> [PAGE]
Monitoring and Observability

Track errors with Sentry and collect metrics with Prometheus/Grafana.

Installation

pip install sentry-sdk prometheus-client opentelemetry-sdk

Sentry — Error Tracking

import sentry_sdk
from sentry_sdk.integrations.fastapi import FastApiIntegration
from sentry_sdk.integrations.sqlalchemy import SqlalchemyIntegration
from sentry_sdk.integrations.redis import RedisIntegration


def setup_sentry(dsn: str, environment: str):
    sentry_sdk.init(
        dsn=dsn,
        environment=environment,          # "production", "staging"
        traces_sample_rate=0.1,           # trace 10% of transactions
        profiles_sample_rate=0.1,         # profile 10%
        integrations=[
            FastApiIntegration(
                transaction_style="endpoint",
            ),
            SqlalchemyIntegration(),
            RedisIntegration(),
        ],
        before_send=filter_sensitive_data,
    )


def filter_sensitive_data(event, hint):
    """Strip sensitive data before sending"""
    if "request" in event:
        headers = event["request"].get("headers", {})
        headers.pop("Authorization", None)
        headers.pop("Cookie", None)
    return event


# FastAPI integration
from fastapi import FastAPI
import os

app = FastAPI()

setup_sentry(
    dsn=os.environ["SENTRY_DSN"],
    environment=os.getenv("ENVIRONMENT", "production"),
)


# Manual error capture
@app.get("/risky")
async def risky_endpoint():
    try:
        result = 1 / 0
    except ZeroDivisionError as e:
        sentry_sdk.capture_exception(e)
        return {"error": "Calculation failed"}
    return {"result": result}


# Add custom context
def process_order(order_id: int, user_id: int):
    with sentry_sdk.new_scope() as scope:
        scope.set_user({"id": user_id})
        scope.set_tag("order_id", order_id)
        scope.set_context("order", {"id": order_id, "status": "processing"})

        # ... order processing logic
        sentry_sdk.capture_message("Order processed successfully", level="info")

Prometheus — Metrics Collection

from prometheus_client import (
    Counter, Histogram, Gauge, Summary,
    start_http_server, make_asgi_app,
    CollectorRegistry, multiprocess,
)

> [AIM 1] According to the monitoring page, which two headers does `filter_sensitive_data` remove before an event is sent?

> [RAW RECORDS]
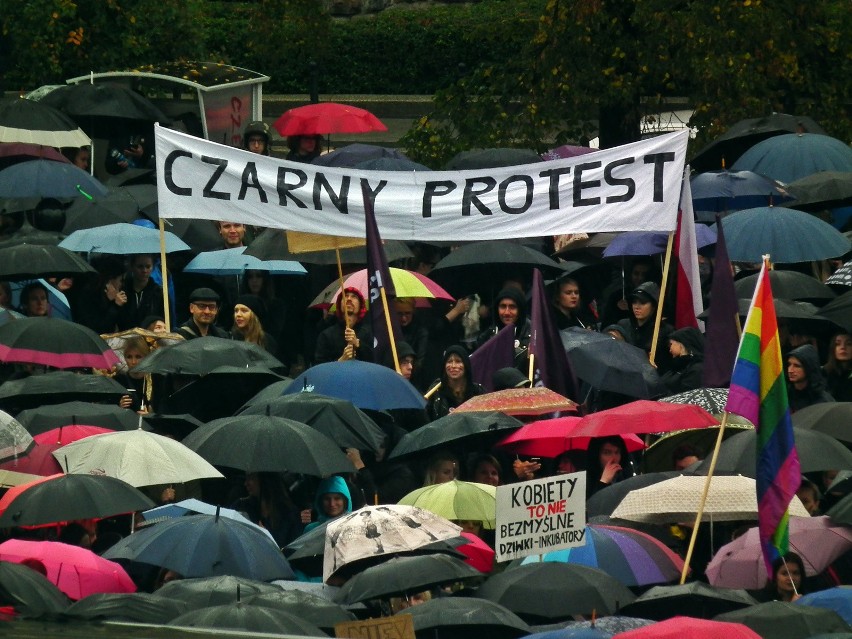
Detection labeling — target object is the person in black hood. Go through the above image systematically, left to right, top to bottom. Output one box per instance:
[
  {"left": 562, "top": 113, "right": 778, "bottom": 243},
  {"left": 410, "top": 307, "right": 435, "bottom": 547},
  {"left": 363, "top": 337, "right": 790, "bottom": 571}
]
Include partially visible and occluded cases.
[
  {"left": 660, "top": 326, "right": 704, "bottom": 394},
  {"left": 787, "top": 344, "right": 834, "bottom": 413}
]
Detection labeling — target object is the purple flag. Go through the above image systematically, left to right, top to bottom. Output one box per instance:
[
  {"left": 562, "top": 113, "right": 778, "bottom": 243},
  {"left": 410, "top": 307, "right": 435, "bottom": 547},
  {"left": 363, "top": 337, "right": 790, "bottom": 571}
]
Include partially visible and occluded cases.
[
  {"left": 361, "top": 184, "right": 402, "bottom": 367},
  {"left": 701, "top": 214, "right": 740, "bottom": 388},
  {"left": 530, "top": 269, "right": 580, "bottom": 401},
  {"left": 470, "top": 325, "right": 515, "bottom": 393}
]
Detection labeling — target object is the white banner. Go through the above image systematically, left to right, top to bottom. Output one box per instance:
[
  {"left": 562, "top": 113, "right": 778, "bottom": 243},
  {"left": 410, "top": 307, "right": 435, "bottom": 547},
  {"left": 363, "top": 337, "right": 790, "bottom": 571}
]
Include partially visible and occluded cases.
[
  {"left": 156, "top": 126, "right": 688, "bottom": 242},
  {"left": 494, "top": 471, "right": 586, "bottom": 561}
]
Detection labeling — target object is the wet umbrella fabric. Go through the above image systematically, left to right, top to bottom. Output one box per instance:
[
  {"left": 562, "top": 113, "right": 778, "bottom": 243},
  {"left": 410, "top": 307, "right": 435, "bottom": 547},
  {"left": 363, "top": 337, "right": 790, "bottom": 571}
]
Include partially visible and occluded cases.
[
  {"left": 0, "top": 98, "right": 92, "bottom": 148},
  {"left": 721, "top": 206, "right": 852, "bottom": 264},
  {"left": 0, "top": 244, "right": 96, "bottom": 280},
  {"left": 559, "top": 327, "right": 665, "bottom": 399},
  {"left": 134, "top": 336, "right": 282, "bottom": 375},
  {"left": 284, "top": 360, "right": 426, "bottom": 410},
  {"left": 240, "top": 392, "right": 385, "bottom": 451},
  {"left": 183, "top": 415, "right": 354, "bottom": 477},
  {"left": 0, "top": 475, "right": 154, "bottom": 528},
  {"left": 104, "top": 515, "right": 294, "bottom": 581},
  {"left": 706, "top": 516, "right": 852, "bottom": 590},
  {"left": 522, "top": 524, "right": 683, "bottom": 592},
  {"left": 0, "top": 539, "right": 136, "bottom": 600},
  {"left": 338, "top": 554, "right": 482, "bottom": 604},
  {"left": 0, "top": 561, "right": 70, "bottom": 617},
  {"left": 477, "top": 562, "right": 636, "bottom": 619},
  {"left": 622, "top": 581, "right": 758, "bottom": 621},
  {"left": 63, "top": 592, "right": 188, "bottom": 624},
  {"left": 397, "top": 597, "right": 530, "bottom": 639},
  {"left": 716, "top": 601, "right": 849, "bottom": 639},
  {"left": 169, "top": 602, "right": 326, "bottom": 637}
]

> [AIM 2] Copy the records from the line with "Detection labeling — target object is the wet" through the end of the records, both ends included.

> [FINISHED ANSWER 1] Authorization and Cookie

> [FINISHED ANSWER 2]
Detection labeling — target object is the wet umbrella fabric. Go through the above image systematically, left to right, top to bottom. Output one box per instance:
[
  {"left": 562, "top": 113, "right": 778, "bottom": 243},
  {"left": 410, "top": 307, "right": 435, "bottom": 547},
  {"left": 363, "top": 337, "right": 790, "bottom": 571}
]
Include partially visible and occluded cases.
[
  {"left": 0, "top": 98, "right": 92, "bottom": 148},
  {"left": 721, "top": 206, "right": 852, "bottom": 264},
  {"left": 0, "top": 244, "right": 96, "bottom": 280},
  {"left": 559, "top": 327, "right": 665, "bottom": 399},
  {"left": 134, "top": 336, "right": 282, "bottom": 375},
  {"left": 284, "top": 360, "right": 426, "bottom": 410},
  {"left": 240, "top": 392, "right": 385, "bottom": 451},
  {"left": 183, "top": 415, "right": 354, "bottom": 477},
  {"left": 0, "top": 475, "right": 154, "bottom": 528},
  {"left": 104, "top": 515, "right": 294, "bottom": 581},
  {"left": 706, "top": 516, "right": 852, "bottom": 590},
  {"left": 522, "top": 524, "right": 683, "bottom": 592},
  {"left": 0, "top": 539, "right": 136, "bottom": 600},
  {"left": 338, "top": 554, "right": 482, "bottom": 604},
  {"left": 0, "top": 561, "right": 70, "bottom": 617},
  {"left": 477, "top": 562, "right": 636, "bottom": 619},
  {"left": 622, "top": 581, "right": 758, "bottom": 621},
  {"left": 63, "top": 592, "right": 188, "bottom": 624},
  {"left": 397, "top": 597, "right": 530, "bottom": 639},
  {"left": 716, "top": 601, "right": 849, "bottom": 639},
  {"left": 169, "top": 602, "right": 326, "bottom": 637}
]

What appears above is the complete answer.